• Provided material
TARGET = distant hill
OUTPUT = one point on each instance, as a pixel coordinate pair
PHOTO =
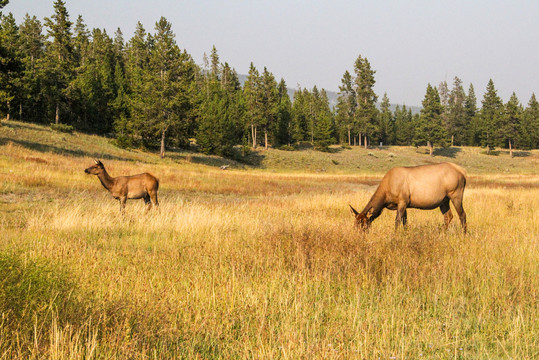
(333, 96)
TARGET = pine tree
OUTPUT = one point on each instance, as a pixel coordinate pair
(346, 108)
(325, 124)
(299, 116)
(470, 118)
(511, 122)
(10, 62)
(59, 66)
(366, 98)
(32, 44)
(252, 90)
(269, 104)
(284, 116)
(221, 112)
(456, 113)
(430, 129)
(163, 101)
(529, 127)
(385, 122)
(490, 117)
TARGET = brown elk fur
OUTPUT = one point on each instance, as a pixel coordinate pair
(421, 187)
(141, 186)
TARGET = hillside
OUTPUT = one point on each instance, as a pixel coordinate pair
(339, 160)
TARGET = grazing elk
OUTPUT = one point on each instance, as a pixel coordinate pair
(140, 186)
(421, 187)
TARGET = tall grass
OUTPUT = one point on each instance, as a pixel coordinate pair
(250, 264)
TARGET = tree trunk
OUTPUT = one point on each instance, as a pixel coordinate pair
(510, 149)
(162, 152)
(253, 135)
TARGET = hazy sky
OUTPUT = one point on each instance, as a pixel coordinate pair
(409, 43)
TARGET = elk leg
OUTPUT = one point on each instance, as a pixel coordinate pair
(457, 203)
(123, 200)
(401, 214)
(147, 202)
(153, 196)
(404, 218)
(446, 211)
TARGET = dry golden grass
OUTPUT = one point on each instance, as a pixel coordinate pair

• Task requirements
Can you copy every entry above line for line, without changing anything and leaving out the picture?

• Answer to the task
TARGET = distant hill
OUTPUT = one point on each instance, as a pixel coordinate pair
PHOTO =
(333, 96)
TARGET = pine tree
OUTPUT = one point on each instance, as a pixel coordinate pair
(346, 108)
(325, 124)
(299, 116)
(470, 118)
(511, 122)
(10, 62)
(59, 66)
(366, 98)
(32, 44)
(252, 90)
(269, 104)
(284, 116)
(221, 112)
(456, 113)
(430, 129)
(163, 101)
(529, 127)
(385, 122)
(490, 117)
TARGET = brown elk fur
OUTPUT = one point on each instance, as a pixel coordinate pair
(421, 187)
(141, 186)
TARGET = hillside
OUTPUT = one point on each instance, as a pixel coordinate pair
(339, 160)
TARGET = grazing elk
OUTPUT = one point on each instance, as a pixel coordinate pair
(140, 186)
(421, 187)
TARGET = tall grass
OUTPUT = one point on each instance, as a pixel coordinate pair
(250, 264)
TARGET = tree trunk
OUTPUT = one point on each instance, as a pixel coordinate pair
(510, 149)
(162, 152)
(253, 135)
TARGET = hazy sky
OUTPUT = one point on each instance, as a pixel coordinate pair
(409, 43)
TARGET = elk leg
OUTPUT = one point on each instance, as a pixel coordinate pair
(457, 203)
(123, 200)
(401, 214)
(147, 202)
(153, 196)
(404, 218)
(446, 211)
TARGET = dry golden grass
OUTPUT = one point on each instance, as a pixel coordinate pair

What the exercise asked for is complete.